**Page excerpt**
──────────
The Tihamas, tribal and independent, fish, farm, herd goats and sheep, and take great pride in their craftsmanship, most notably their elaborately made baskets and hats. The basket souk, located outside of Abha, provides glimpses into a fading artisan culture. Not only is it a prime locale where the visitor may practice their bargaining skills, an obligatory art form in this area of the world, but it also presents a rare look at a souk run solely by women. Clad in black abayas with batoolas, gold colored masks covering the eyes and nose, the old women of Abha sit cross-legged on ragged red carpets. Speaking in gruff, throaty, almost unintelligible monosyllables, these women manage just enough English to sell their baskets. As a western female, raised in a culture where women continue to strive for professional equality, I found myself appreciating this community of women and what they stand for in this society.
The Miftaha Art Village at the King Fahad Cultural Village near Abha houses original paintings and sculptures from artists in the area. It even includes traditional Tihama garments that a visitor may try on. For men, black vests or simple cotton shirts, with red, blue, and gold-striped sarong-type skirts make up the customary outfit. Classic Tihama gentlemen, or ‘flower men,’ may also wear headpieces sporting flowered wreaths with green sprigs, and sometimes dried herbs, green leaves, or grasses and a dagger, or jambiya, at the waist secured by a belt. Reportedly, the reasons for these head decorations are to attract young brides and as a form of natural perfume. ‘Flower men’ are said to descend from the original tribe of the Tihama and Asir region. Women wear black robes, piped through with red and gold embroidery. For more formal occasions such as weddings, their headpiece may consist of an exotic silver band with long, thick silver beaded engravings hanging from the rim; a wide silver belt with lustrous sterling tassels pinching the waist. Oversized ankle bracelets with large bells and an extravagant silver-layered necklace complete the ensemble.
The “Hanging Village,” or Al Habbalah (the rope), is a remarkable commune located in the Sarawat mountain range around 6,500 feet above sea level. At one point in the region’s history, Al Habbalah was only accessible to its residents by ropes. Researchers believe this unusual community was inhabited from the time of the last incursion of the Ottomans until the 1970s. The turbulent history of this region unfolds in a series of political overthrows,starting in 1818, involving the Egyptians, Ottomans, and the Saudis, resulting in the Abha region’s assimilation into the Kingdom of Saudi Arabia in 1933. One can only imagine the extraordinary efforts involved in living everyday life in Al Habbalah, in which residents, livestock, goods and materials had to be hoisted along the width and depth of menacing escarpments by a series of ropes and pulleys. These days, regularly scheduled cable car rides allow visitors extraordinary views of the ruins of the village: a network of primitive houses, built from mud and clay balanced perilously on treacherous cliffs.
──────────
(Rows from a dataset)

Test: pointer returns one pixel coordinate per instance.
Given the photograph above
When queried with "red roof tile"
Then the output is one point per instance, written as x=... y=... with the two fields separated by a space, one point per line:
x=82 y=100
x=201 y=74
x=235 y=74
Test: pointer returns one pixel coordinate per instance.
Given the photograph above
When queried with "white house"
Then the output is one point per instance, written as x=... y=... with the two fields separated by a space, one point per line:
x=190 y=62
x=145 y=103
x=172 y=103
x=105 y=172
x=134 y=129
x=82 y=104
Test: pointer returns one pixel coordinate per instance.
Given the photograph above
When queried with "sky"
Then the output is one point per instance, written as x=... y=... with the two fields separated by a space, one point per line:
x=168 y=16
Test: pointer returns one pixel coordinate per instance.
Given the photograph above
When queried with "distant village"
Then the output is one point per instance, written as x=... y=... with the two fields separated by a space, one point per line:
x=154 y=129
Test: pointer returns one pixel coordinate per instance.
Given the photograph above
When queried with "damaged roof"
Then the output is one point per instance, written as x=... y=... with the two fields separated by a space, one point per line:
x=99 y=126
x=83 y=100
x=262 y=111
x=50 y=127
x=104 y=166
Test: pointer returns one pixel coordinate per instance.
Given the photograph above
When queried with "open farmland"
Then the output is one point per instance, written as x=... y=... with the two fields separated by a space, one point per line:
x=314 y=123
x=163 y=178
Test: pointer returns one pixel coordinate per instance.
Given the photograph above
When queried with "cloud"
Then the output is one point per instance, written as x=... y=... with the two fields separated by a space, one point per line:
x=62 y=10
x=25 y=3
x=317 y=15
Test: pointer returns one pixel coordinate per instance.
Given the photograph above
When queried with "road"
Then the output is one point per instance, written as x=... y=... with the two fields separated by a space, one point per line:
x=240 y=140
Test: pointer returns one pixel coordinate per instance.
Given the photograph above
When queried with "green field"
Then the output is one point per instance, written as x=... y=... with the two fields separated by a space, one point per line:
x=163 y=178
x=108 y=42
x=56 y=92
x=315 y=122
──────────
Resume the travel piece on the Abha region and its Tihama culture, picking up right after its final sentence.

**Reply**
The nearby archeology museum contains artifacts of the region, including daggers, swords, rudimentary tools, and utensils. It also accommodates a five-story replication of the traditional house of the highland region, replete with multipletiers and tiny windows. Adjacent to the museum is an open-air restaurant where one can enjoy a break from the day’s activities with fruit-flavored sheesha (water-based tobacco from a pipe). The intrepid visitor may respectfully ask the staff to try their hand at drumming on a tablah (Arabic drum) or strumming on an ude (small Arabic guitar). This is sure to bring smiles, as well as the odd stare, from the faces of the diners and restaurant staff alike. Unlike restaurants in Riyadh where men and women dine in their own sections and women are prohibited from smoking sheesha, Abha restaurants allow mixed gender seating. It was a welcome change for me to enjoy and relax in the restaurant, pleasantly smoking sheesha in my western clothes within full view of Saudi diners and other visitors.
The Asir province provides many opportunities to view the prevalent and historic mud, stone, and clay multi-storied houses of the highland area. Presumably, these structures, sometimes quite colorful, were built for the large number of immediate, and oftentimes extended, family members, which is a common trait of Arab communities. The massive abodes brandish high windows and multiple, narrow abutments that run the length of the building to keep the rain out. Each village includes a lookout tower at a higher elevation – protecting its inhabitants from tribal and other attacks that occurred in an earlier era. In present day, the watchtowers are sometimes used to store food.
A wide expanse of desert plateau borders the city of Abha. At the edge of the sandy swath a precipice gives way to an old, crumbling Ottoman fort. Evidence of rolling green mountains and alluring lush valleys lay along the horizon. Ottoman graveyards, designated by misshapen sandstone burial markers, pervade the landscape. The location affords ideal moments for travelers to decompress, relax, and take in the spiritual nature that permeates the ruins.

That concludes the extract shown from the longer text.